-- Passage provided --
········
I have never been one to find it easy to say, “no.” I’m a people pleaser, I guess, but I find delight in making others happy and I enjoy helping people. However, I guess for my own sake, and, maybe sometimes even for theirs, I should learn to say ‘no’ but how do you know when it’s the right time to do that? Here are some examples of times I’ve found it hard to say ‘no’ to Lynn.
When Lynn got his “back pay” from Social Security.
As is true for everyone, it took us a long time to get social security benefits. We had to wait until we could go before a judge who could see for himself that Lynn was totally disabled. So when he got his check, it was rather sizable. At that time, he had not been in a wheelchair very long and still had good use of both arms. Lynn loves to surf fish and he was looking ahead to vacation. He wanted a way to still be able to surf fish and wondered if there was such a thing as a 4-wheel drive wheelchair. He did some research and found just what he was looking for…in South Africa. It could go over sand, climb steps, elevate his seat so he could look over things, had headlights, a horn, ahh…it was cool. It gave him hope that he could continue to do what he enjoyed most in life for leisure time–fish. But it was VERY expensive! It would wipe out all the back pay if he bought it. He really wanted it. To him, it was a symbol that his disability would not wipe out his ability to have fun. It represented freedom and gave him the feeling of being in control and out-smarting MS. However, he felt guilty about using all that money for a toy. He looked to me for permission to buy it. What did I say? “Yes,” of course. How could I take away his hope? It was, after all, his money and not money we had already been counting on to pay bills (though secretly, I had several credit cards I wanted to pay off that I had run up with costs associated with his care). But, the main reason was I just could not take away his hope.
········
-- What is needed --
Please reproduce the passage about saying no word for word, starting at "I have never" and ending at "say ‘no’ to Lynn.". The records bear no relation to the passage about saying no.

-- Stored data --
········
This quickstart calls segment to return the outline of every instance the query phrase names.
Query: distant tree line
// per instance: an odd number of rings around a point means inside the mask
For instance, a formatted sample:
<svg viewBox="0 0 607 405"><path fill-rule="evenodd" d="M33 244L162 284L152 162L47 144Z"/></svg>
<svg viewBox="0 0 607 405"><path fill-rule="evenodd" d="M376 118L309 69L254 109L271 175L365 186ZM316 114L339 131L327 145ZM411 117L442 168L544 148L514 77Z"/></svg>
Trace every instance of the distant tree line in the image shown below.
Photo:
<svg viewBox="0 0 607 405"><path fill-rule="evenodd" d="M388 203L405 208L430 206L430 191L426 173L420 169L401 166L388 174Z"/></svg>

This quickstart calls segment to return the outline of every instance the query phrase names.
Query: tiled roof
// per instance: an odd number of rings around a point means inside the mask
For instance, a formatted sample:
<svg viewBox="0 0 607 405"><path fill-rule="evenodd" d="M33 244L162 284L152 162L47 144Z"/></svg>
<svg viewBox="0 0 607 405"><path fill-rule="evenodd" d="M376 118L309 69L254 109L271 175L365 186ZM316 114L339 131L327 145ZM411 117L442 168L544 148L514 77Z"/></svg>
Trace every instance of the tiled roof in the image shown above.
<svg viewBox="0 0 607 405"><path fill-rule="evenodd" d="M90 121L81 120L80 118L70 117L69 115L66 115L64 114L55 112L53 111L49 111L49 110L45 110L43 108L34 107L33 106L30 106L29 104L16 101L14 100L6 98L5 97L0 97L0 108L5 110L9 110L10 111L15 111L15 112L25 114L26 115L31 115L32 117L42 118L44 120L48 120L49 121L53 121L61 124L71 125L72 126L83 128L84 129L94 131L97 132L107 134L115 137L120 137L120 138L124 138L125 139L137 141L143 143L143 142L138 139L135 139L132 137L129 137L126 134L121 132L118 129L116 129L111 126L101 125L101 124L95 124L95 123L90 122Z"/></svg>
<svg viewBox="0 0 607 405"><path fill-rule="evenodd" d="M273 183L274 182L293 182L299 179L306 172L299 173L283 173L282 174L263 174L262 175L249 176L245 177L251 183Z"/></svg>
········
-- Reply to the task --
I have never been one to find it easy to say, “no.” I’m a people pleaser, I guess, but I find delight in making others happy and I enjoy helping people. However, I guess for my own sake, and, maybe sometimes even for theirs, I should learn to say ‘no’ but how do you know when it’s the right time to do that? Here are some examples of times I’ve found it hard to say ‘no’ to Lynn.